> _WRITTEN PROBLEM A_: Reproduce the post on change word for word, everything from "Our basement bath" down to "welcoming the change.".
> _WRITTEN PROBLEM B_: Name each item that the post on change specifically lists as now sitting on the bathroom counter.

___ DOCUMENT SECTION

Some changes are worth a little pain

Our basement bath and laundry room (also known as the dungeon) are undergoing a long-overdue facelift. One side effect of this is three kids temporarily sharing a bathroom – two fairly low maintenance boys, and one not-so-low maintenance girl who comes with a lot of gear.

The previously empty bathroom counter now holds: two hair brushes, a curling iron, hairspray borrowed from a neighbor, two bottles of nail polish, a half-eaten sprouted wheat bagel, an extra toothbrush and tube of toothpaste, and twenty-two (count them) twenty-two other items. My boys are not welcoming the change.

Change can be painful. It can be inconvenient. It can be stressful. But that doesn’t mean you shouldn’t undertake it – especially when the outcome is worth some pain and inconvenience. To make the journey easier:

  • Establish what a positive outcome looks like. It’s really hard to get somewhere if you don’t know where you’re going.

______
___ RECORDS PROVIDED

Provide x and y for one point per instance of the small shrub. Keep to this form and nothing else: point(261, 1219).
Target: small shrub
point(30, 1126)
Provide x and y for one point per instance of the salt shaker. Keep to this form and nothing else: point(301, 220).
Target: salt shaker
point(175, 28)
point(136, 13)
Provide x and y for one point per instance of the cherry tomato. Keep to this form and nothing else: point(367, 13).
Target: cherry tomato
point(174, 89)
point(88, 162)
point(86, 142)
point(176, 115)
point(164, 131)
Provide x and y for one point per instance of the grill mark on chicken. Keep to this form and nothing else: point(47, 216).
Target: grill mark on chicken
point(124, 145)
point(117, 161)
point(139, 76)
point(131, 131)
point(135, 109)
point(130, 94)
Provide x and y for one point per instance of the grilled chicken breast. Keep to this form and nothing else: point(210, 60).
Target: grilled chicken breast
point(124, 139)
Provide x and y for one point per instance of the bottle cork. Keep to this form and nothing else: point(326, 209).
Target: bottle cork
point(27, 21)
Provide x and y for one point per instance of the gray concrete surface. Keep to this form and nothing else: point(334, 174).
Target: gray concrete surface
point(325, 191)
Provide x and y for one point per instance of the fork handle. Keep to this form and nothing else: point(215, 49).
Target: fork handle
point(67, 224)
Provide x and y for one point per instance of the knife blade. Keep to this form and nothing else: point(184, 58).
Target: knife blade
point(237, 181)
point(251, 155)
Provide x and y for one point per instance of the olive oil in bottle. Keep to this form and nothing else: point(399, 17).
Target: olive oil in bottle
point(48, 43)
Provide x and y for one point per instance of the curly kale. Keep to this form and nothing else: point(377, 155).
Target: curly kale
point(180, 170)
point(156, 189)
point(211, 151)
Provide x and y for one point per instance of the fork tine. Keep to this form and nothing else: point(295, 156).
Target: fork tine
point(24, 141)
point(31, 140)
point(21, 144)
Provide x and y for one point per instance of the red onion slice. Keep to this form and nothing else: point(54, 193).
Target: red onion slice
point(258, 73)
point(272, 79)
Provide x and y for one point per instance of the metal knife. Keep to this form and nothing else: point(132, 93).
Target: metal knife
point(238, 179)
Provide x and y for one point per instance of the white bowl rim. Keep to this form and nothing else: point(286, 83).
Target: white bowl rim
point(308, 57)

______

> _EXPECTED ANSWER A_:
Our basement bath and laundry room (also known as the dungeon) are undergoing a long-overdue facelift. One side effect of this is three kids temporarily sharing a bathroom – two fairly low maintenance boys, and one not-so-low maintenance girl who comes with a lot of gear.

The previously empty bathroom counter now holds: two hair brushes, a curling iron, hairspray borrowed from a neighbor, two bottles of nail polish, a half-eaten sprouted wheat bagel, an extra toothbrush and tube of toothpaste, and twenty-two (count them) twenty-two other items. My boys are not welcoming the change.

> _EXPECTED ANSWER B_:
- two hair brushes
- a curling iron
- hairspray borrowed from a neighbor
- two bottles of nail polish
- a half-eaten sprouted wheat bagel
- an extra toothbrush
- a tube of toothpaste